=== Data for the task ===

▶

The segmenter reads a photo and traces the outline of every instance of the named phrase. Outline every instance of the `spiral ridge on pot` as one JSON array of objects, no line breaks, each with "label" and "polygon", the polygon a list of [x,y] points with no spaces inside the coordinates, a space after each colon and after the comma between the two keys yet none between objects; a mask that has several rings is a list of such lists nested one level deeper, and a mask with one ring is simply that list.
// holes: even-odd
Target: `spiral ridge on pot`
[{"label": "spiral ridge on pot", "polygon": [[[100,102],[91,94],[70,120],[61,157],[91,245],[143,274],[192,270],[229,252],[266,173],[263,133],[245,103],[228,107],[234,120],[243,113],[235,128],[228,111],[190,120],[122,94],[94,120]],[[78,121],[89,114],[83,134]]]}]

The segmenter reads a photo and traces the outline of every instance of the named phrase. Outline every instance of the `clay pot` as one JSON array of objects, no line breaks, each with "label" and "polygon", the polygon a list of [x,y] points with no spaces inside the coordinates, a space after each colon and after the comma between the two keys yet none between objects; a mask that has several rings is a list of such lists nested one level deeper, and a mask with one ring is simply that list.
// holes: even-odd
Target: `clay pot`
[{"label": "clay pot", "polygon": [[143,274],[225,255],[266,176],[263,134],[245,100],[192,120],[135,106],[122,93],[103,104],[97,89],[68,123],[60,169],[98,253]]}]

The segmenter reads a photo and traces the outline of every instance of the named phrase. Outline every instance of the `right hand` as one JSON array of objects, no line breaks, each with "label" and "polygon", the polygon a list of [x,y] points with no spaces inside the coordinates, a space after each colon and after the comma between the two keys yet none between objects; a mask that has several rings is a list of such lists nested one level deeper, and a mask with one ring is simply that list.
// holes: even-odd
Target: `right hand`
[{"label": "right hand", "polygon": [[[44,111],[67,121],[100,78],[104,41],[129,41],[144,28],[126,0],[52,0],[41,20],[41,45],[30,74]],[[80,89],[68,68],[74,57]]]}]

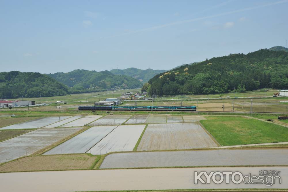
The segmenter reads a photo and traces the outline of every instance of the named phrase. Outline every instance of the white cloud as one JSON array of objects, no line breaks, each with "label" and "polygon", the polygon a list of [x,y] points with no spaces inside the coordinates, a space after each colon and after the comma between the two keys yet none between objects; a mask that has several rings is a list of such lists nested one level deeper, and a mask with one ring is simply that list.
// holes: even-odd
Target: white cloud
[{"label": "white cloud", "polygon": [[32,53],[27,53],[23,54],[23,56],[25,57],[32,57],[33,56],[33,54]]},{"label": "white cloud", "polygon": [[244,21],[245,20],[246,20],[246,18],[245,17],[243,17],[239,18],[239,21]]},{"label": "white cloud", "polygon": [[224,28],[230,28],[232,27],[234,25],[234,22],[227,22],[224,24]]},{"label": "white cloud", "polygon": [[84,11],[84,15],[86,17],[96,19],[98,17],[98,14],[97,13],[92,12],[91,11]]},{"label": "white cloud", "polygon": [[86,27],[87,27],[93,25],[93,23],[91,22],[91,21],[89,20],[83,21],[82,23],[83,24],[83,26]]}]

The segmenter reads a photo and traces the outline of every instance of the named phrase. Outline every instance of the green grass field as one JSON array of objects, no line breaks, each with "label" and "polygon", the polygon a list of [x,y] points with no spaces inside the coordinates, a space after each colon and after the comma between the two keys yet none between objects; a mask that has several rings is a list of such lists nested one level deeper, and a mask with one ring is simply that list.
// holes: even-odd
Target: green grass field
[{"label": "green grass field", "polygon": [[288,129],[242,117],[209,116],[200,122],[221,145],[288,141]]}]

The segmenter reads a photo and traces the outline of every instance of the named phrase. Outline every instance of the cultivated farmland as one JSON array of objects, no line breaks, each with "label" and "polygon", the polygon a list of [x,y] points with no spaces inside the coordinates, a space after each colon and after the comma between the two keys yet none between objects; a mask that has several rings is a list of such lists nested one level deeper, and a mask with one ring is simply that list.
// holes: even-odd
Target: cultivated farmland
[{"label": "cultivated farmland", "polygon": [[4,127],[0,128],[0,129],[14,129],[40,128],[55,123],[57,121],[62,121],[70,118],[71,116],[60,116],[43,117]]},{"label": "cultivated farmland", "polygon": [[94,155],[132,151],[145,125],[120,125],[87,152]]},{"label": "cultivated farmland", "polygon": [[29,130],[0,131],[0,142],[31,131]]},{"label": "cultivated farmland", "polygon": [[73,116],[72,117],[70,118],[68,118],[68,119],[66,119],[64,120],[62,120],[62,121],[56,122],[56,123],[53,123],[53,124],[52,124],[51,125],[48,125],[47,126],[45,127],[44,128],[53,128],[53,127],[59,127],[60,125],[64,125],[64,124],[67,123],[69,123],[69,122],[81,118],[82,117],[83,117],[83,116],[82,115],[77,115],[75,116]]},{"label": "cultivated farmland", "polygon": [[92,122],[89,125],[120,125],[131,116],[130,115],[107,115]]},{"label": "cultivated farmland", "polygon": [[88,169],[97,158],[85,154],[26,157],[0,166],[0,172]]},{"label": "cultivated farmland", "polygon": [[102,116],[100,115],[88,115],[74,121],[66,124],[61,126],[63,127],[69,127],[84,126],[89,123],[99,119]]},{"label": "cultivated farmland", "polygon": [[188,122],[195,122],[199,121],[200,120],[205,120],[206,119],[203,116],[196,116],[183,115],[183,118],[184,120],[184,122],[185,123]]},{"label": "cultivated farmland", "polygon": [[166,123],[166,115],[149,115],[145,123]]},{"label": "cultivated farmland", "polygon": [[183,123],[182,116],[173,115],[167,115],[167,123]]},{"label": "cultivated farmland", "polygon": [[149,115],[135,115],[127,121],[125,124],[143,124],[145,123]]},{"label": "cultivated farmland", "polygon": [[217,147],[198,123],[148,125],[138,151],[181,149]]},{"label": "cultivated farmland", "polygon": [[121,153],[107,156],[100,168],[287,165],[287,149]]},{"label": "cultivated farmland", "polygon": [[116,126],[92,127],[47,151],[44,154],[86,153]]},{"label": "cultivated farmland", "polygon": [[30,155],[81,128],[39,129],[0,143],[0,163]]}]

◀
▶

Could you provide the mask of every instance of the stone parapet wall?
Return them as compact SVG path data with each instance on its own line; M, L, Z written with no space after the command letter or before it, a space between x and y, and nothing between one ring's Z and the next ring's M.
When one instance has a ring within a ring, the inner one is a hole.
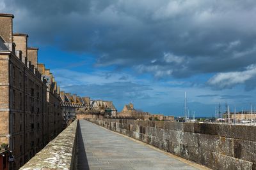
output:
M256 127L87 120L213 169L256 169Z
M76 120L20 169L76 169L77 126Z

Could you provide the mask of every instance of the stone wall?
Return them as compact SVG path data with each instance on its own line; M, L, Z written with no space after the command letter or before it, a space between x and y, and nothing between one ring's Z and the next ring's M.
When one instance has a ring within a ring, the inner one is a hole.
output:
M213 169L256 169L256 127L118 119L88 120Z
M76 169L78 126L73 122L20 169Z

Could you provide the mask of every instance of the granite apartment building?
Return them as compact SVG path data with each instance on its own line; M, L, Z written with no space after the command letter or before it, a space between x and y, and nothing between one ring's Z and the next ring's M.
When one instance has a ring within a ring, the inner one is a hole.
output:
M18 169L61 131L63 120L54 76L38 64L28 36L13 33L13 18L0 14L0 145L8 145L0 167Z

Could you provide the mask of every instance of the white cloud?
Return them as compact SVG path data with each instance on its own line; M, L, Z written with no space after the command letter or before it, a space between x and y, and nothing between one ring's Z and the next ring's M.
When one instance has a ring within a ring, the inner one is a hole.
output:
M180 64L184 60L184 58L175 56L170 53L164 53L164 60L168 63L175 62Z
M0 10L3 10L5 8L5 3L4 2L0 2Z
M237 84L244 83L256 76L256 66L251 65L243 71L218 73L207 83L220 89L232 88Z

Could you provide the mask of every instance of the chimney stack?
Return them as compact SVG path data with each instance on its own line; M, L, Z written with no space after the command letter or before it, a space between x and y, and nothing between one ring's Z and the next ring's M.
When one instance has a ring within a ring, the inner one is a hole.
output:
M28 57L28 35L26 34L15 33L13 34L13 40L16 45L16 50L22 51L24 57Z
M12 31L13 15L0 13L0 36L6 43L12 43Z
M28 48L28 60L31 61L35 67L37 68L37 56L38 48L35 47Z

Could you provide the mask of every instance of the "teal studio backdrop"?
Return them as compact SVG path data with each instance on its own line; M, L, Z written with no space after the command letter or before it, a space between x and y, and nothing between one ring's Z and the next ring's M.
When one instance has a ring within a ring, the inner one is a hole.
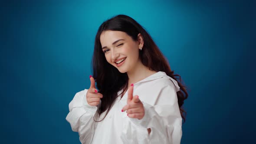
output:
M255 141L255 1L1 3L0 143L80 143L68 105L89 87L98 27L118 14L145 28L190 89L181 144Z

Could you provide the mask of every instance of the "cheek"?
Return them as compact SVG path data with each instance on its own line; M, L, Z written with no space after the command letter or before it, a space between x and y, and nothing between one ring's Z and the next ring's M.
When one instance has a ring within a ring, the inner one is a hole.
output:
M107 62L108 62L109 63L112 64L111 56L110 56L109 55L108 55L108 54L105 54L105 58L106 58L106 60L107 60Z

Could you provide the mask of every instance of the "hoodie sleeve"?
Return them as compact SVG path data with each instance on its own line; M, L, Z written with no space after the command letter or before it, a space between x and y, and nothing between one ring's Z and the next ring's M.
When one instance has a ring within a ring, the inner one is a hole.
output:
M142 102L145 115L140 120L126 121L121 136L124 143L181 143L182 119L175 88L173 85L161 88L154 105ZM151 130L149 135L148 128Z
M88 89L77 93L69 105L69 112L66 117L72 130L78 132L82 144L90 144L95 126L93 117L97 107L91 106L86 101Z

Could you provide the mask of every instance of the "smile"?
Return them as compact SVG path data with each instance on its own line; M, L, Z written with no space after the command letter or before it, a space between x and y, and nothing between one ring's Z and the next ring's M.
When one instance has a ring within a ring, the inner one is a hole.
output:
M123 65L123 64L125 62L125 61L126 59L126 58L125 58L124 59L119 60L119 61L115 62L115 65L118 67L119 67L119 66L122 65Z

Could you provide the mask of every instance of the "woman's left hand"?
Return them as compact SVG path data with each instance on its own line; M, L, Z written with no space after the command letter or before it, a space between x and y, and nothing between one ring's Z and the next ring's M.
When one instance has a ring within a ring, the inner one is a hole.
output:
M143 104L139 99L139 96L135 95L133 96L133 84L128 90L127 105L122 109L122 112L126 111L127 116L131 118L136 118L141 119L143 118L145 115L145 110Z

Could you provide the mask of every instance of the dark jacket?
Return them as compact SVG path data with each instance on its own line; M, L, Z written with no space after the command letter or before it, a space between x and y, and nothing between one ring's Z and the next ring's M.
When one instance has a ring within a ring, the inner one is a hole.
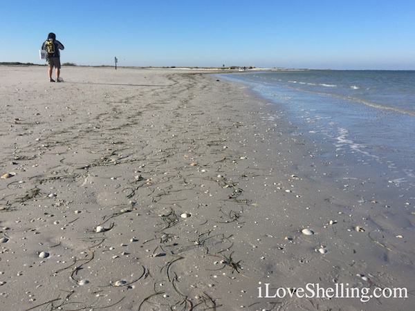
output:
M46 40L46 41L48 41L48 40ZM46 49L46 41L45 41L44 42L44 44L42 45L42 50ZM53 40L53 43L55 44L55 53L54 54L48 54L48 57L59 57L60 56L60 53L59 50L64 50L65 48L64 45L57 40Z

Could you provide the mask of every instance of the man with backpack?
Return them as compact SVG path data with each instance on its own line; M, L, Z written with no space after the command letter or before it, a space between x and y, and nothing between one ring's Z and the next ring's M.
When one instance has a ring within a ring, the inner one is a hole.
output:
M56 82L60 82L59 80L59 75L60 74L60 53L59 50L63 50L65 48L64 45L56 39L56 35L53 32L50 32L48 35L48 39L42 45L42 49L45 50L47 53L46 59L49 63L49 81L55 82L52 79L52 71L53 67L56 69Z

◀

=== Problem requirements ===
Recast the stretch from the line containing "white cloud as" through the line containing "Target: white cloud", both ends included, as a JSON list of strings with one string per line and blank lines omitted.

=== Finished task ===
[
  "The segmenter reads a photo and traces the outline of every instance of the named phrase. Outline every instance of the white cloud as one JSON array of objects, no line breaks, each with \"label\" and \"polygon\", the polygon a list of [x,y] points with no spaces inside the coordinates, a space after each colon and after the comma between the two keys yet none between objects; a mask that has several rings is a list of such lists nested one level deeper, and a mask with one ring is simply that list.",
  "// holes: even-odd",
  "Target: white cloud"
]